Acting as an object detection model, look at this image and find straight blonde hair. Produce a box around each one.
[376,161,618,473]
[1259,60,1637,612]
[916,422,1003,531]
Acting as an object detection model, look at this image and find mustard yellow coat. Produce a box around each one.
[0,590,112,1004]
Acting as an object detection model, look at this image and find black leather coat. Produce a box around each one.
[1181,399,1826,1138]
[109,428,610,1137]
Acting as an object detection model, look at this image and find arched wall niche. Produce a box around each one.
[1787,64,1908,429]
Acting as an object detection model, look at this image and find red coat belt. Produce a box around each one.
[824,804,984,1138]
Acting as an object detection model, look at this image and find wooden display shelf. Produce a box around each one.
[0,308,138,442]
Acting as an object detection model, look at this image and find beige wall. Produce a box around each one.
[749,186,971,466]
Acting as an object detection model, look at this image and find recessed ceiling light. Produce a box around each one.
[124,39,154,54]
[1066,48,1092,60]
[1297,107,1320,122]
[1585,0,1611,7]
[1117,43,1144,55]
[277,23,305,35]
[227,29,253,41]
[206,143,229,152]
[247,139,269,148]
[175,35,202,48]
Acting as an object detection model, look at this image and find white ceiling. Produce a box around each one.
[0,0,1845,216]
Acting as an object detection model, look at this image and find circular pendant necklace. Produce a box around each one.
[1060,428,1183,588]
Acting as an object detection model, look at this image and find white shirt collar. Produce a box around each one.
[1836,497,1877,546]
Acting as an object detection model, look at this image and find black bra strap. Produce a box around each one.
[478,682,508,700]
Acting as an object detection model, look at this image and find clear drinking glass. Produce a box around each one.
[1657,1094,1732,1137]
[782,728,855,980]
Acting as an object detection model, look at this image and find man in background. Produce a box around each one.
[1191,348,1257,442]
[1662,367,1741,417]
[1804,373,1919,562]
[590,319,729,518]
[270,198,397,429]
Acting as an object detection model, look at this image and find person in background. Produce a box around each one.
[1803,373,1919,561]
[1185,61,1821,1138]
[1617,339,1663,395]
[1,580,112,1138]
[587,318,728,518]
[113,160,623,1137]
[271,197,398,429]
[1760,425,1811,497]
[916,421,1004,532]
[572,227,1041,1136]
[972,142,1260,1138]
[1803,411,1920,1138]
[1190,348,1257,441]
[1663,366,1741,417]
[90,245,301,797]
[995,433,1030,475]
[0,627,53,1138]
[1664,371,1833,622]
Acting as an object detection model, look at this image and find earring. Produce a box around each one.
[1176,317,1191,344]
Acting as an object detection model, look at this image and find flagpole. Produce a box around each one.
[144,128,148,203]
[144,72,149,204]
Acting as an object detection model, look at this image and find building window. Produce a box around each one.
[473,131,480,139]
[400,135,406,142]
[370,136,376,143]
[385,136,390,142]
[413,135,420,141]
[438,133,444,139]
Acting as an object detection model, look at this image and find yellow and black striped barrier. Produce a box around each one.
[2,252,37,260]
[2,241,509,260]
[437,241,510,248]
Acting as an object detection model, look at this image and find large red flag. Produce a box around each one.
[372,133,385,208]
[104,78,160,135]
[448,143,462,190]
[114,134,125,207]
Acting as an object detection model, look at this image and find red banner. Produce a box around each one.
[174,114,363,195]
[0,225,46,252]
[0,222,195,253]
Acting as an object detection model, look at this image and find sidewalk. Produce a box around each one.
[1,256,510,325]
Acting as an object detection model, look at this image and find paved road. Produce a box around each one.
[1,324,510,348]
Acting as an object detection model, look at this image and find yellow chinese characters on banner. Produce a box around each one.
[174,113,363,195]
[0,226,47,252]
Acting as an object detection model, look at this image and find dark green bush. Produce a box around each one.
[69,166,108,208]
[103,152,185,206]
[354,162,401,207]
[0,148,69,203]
###
From the first line to the last, transcribe the records exactly.

Acting as an object detection model, look at this image and find straight blonde hair. Produce a box around each one.
[376,161,618,473]
[1259,60,1637,612]
[916,422,1003,531]
Acting as an object detection model, look at this image and find mustard yellow coat. Produce a box around each one.
[0,590,112,1004]
Acting as an object detection model, look at this image and find black leather coat. Produce a box around each one.
[1181,399,1826,1138]
[109,428,610,1137]
Acting as an object detection model, look at this image and find arched wall niche. Produce a box around each one.
[1787,64,1908,429]
Acting as an object detection model, look at this image and find red coat belt. Produce a box around each one.
[824,804,984,1138]
Acting as an object detection model, look at this image and find wooden display shelf. Produce a box around each one.
[0,308,138,442]
Acting as an object detection model, look at this image and find beige wall. Produce a box around each one.
[749,186,971,466]
Acting as an object detection model, look at this image and find recessed ceiling light. Produce a box around each one.
[124,39,154,54]
[1066,48,1092,60]
[1297,107,1320,122]
[1585,0,1611,7]
[1117,43,1144,55]
[277,23,305,35]
[227,29,253,41]
[206,143,229,152]
[247,139,269,148]
[175,35,202,48]
Acting as an object detection model, look at this image and find white ceiling. Produce a box around each one.
[0,0,1845,216]
Acting as an object detection model, look at this image and find circular pendant necklace. Produce a box around each one.
[1060,428,1183,588]
Acting as an object detection model, look at this image and find white shirt collar. Produce a box around each one.
[1836,497,1877,546]
Acting as an object detection model, look at this image and find black bra strap. Produce a box around each one.
[478,682,508,700]
Acting as an object detection model, look at this image and find clear drinking glass. Produce a box around each one.
[1657,1094,1732,1137]
[782,728,855,980]
Acting as an object detection model, look at this image and find man in background. Produce a box around each one.
[1191,348,1257,442]
[1662,367,1741,417]
[1804,373,1919,562]
[590,319,729,518]
[270,198,397,429]
Acting as an object detection model, look at this image and find person in background. Produce a box around each one.
[1803,373,1919,561]
[1185,61,1821,1138]
[1617,339,1663,395]
[1,580,112,1138]
[587,318,728,518]
[113,160,623,1137]
[271,197,398,429]
[1760,425,1811,497]
[916,421,1004,532]
[572,227,1041,1136]
[972,142,1260,1138]
[1803,411,1920,1138]
[1190,348,1257,441]
[1663,366,1741,417]
[90,245,301,797]
[995,433,1030,475]
[0,627,53,1138]
[1664,371,1833,622]
Acting as an object detection model, look at this image and find earring. Produce a box around each one.
[1176,317,1191,344]
Acting as an object detection model, look at this image and find flagpole. Produce a box around each one.
[144,128,148,203]
[144,72,149,204]
Acting as an object detection model, look at this image and find building window. Produce a box around each one.
[473,131,480,139]
[400,135,406,142]
[370,136,376,143]
[385,136,390,142]
[413,135,420,141]
[438,133,444,139]
Acting as an object detection model, look at this image and find yellow and black striped barrier. Produce a box around each one.
[2,252,37,260]
[2,241,509,260]
[437,241,510,248]
Acting as an object detection model, look at this image and find large red flag. Produce a box around each one.
[372,133,385,208]
[104,78,160,135]
[448,143,462,190]
[114,134,125,207]
Acting as an object detection model, look at this image and find red banner. Produce a box around each one.
[174,114,363,195]
[0,225,46,252]
[0,222,195,253]
Acting as an object detection model, look at this image and find sidewalk. Produce a box around each one.
[1,256,510,325]
Acting as an object detection model, look at this image and find paved road. Produce a box around each one.
[1,324,510,348]
Acting as an object detection model, look at this image and find yellow chinese characters on banner. Produce a box around each one.
[174,113,363,195]
[0,226,47,252]
Acting as an object detection model, look at this image and find dark green bush. Produce a box around each one.
[69,166,108,208]
[103,152,185,206]
[354,162,401,207]
[0,148,69,203]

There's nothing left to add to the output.